Task objective
Count the lines in the listing below that contain the string "tree", and reply with only that number.

Material for this exercise
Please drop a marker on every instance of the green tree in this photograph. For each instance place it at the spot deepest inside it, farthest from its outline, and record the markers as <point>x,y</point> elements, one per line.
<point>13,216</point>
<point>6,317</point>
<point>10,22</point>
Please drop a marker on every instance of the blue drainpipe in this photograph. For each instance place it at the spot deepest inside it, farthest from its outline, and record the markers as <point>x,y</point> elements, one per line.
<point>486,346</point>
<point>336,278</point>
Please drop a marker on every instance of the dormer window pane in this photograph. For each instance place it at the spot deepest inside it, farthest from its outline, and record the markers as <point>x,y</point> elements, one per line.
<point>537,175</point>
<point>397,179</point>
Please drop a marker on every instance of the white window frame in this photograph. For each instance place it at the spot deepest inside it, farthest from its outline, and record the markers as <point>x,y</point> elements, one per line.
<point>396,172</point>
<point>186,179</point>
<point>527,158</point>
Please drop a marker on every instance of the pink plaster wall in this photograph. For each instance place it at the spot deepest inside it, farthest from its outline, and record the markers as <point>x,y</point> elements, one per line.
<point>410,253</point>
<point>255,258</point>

* * *

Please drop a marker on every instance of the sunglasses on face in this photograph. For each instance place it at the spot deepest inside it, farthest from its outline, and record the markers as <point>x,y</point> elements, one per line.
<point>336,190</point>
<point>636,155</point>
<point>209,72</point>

* * *

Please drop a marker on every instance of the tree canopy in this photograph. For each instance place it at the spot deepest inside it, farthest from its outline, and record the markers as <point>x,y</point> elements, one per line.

Response to the exercise
2